— START OF PAGE —
Bremmer's key point is: _"this reset of foreign policy and military initiatives may yield the country a peace dividend."_ That's it, that's President Obama's _grand strategy_: a peace dividend rather than, say, retrenchment and a renewed focus on the Americas and more _traditional_ concerns. Proponents of both George W Bush and Barack Obama may argue that the current focus on the Middle East and West Asia is the equivalent of a new Marshall Plan, aiming to bring peace, prosperity and democracy to a whole region, but I don't think that flies.


----------



## Edward Campbell

More, reproduced under the Fair Dealing provisions of the Copyright Act from the _New York Times_, on the debate over American military strategy:

http://www.nytimes.com/2012/10/21/sunday-review/the-foreign-policy-debate.html?pagewanted=all&_r=0


> The Debatable World
> 
> By DAVID E. SANGER
> 
> Published: October 20, 2012
> 
> Washington
> 
> OVER a long campaign, it’s become maddeningly difficult to tease out concrete differences in how Barack Obama and Mitt Romney would deal with an angry, unmanageable world that at once craves and resents American intervention.
> 
> Iran? Mr. Romney promises toughness, decries the administration’s naïveté that it could talk with the mullahs and declares, when pressed, that he would bring about “crippling sanctions.” An amused Mr. Obama says he’s already checked that one off, leaving unsaid the cybersabotage that was directed toward Iran’s nuclear program out of the Situation Room. Afghanistan? It’s a race for the exits, with Mr. Obama at a fast trot and Mr. Romney at a brisk walk, now that he has discarded his primary-season vow that we stay around to kill the Taliban. Mr. Obama is helping funnel light arms to the Syrian rebels; Mr. Romney would send heavy arms, and neither can explain how they would separate secular rebels from jihadists.
— END OF PAGE —
**WORK REQUIRED:**
Rename "peace dividend" to "security bonus" and write out the passage of the forum post on American foreign policy that begins at the words "Bremmer's key point" and stops after "think that flies.". The items aren't needed for anything here.
— START OF DATA EXTRACT —
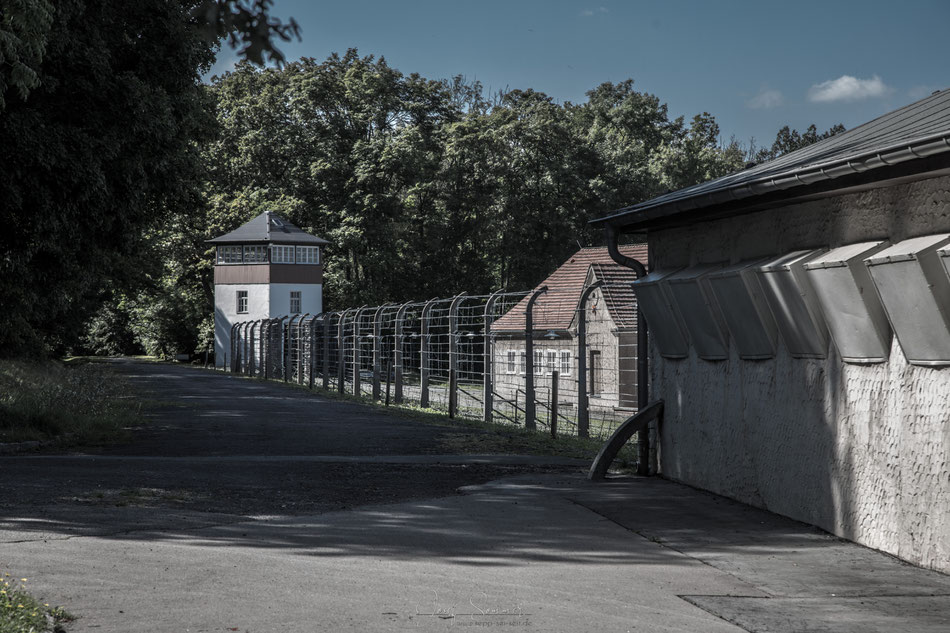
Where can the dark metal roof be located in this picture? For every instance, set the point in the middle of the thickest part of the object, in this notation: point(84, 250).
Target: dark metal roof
point(915, 131)
point(269, 228)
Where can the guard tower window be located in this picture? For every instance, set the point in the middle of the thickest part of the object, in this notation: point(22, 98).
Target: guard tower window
point(230, 255)
point(595, 370)
point(282, 254)
point(295, 302)
point(308, 255)
point(255, 254)
point(565, 362)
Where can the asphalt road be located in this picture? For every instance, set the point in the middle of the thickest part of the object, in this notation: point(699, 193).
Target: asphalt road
point(244, 506)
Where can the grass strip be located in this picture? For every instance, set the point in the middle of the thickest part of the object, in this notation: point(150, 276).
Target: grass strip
point(74, 402)
point(20, 612)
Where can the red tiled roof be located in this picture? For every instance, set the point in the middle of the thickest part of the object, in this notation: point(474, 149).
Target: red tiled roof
point(554, 310)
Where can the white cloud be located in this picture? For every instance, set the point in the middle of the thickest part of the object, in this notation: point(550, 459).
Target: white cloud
point(766, 99)
point(848, 88)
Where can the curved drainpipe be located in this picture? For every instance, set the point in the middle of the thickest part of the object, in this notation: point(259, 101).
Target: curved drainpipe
point(643, 366)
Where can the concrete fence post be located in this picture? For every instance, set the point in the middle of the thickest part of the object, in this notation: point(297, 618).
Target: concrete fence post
point(529, 404)
point(454, 352)
point(488, 367)
point(397, 350)
point(357, 351)
point(424, 355)
point(312, 360)
point(326, 350)
point(583, 402)
point(377, 349)
point(341, 351)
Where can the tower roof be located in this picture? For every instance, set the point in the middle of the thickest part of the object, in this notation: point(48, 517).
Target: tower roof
point(269, 228)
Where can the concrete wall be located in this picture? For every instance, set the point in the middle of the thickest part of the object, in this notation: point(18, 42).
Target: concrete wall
point(226, 315)
point(860, 451)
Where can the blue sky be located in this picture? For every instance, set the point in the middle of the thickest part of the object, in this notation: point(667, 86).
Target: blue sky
point(754, 65)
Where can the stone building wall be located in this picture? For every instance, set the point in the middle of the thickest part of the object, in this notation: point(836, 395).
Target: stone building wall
point(862, 451)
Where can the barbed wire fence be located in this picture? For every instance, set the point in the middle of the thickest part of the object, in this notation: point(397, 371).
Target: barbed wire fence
point(546, 361)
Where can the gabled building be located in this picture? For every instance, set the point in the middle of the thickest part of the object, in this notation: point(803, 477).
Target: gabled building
point(264, 269)
point(610, 354)
point(799, 316)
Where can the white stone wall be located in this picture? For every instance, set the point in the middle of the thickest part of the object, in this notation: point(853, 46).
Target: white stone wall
point(860, 451)
point(226, 314)
point(311, 298)
point(264, 301)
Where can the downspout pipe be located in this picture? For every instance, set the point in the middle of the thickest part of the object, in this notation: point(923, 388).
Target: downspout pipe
point(643, 367)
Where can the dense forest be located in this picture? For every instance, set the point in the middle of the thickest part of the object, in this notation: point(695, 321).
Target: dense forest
point(120, 163)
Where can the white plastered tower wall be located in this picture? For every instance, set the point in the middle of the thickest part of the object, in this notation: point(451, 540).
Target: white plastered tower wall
point(267, 258)
point(226, 314)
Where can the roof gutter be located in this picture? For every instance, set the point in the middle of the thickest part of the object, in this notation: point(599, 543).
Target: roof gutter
point(892, 155)
point(644, 467)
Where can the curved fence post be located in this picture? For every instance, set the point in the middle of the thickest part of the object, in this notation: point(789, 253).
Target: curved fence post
point(341, 351)
point(245, 347)
point(397, 349)
point(250, 357)
point(489, 366)
point(312, 358)
point(529, 405)
point(377, 348)
point(280, 347)
point(300, 348)
point(262, 366)
point(357, 350)
point(583, 402)
point(424, 355)
point(232, 347)
point(326, 350)
point(453, 352)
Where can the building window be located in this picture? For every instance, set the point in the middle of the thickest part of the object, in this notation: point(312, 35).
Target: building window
— END OF DATA EXTRACT —
**EXERCISE OUTPUT:**
Bremmer's key point is: _"this reset of foreign policy and military initiatives may yield the country a security bonus."_ That's it, that's President Obama's _grand strategy_: a security bonus rather than, say, retrenchment and a renewed focus on the Americas and more _traditional_ concerns. Proponents of both George W Bush and Barack Obama may argue that the current focus on the Middle East and West Asia is the equivalent of a new Marshall Plan, aiming to bring peace, prosperity and democracy to a whole region, but I don't think that flies.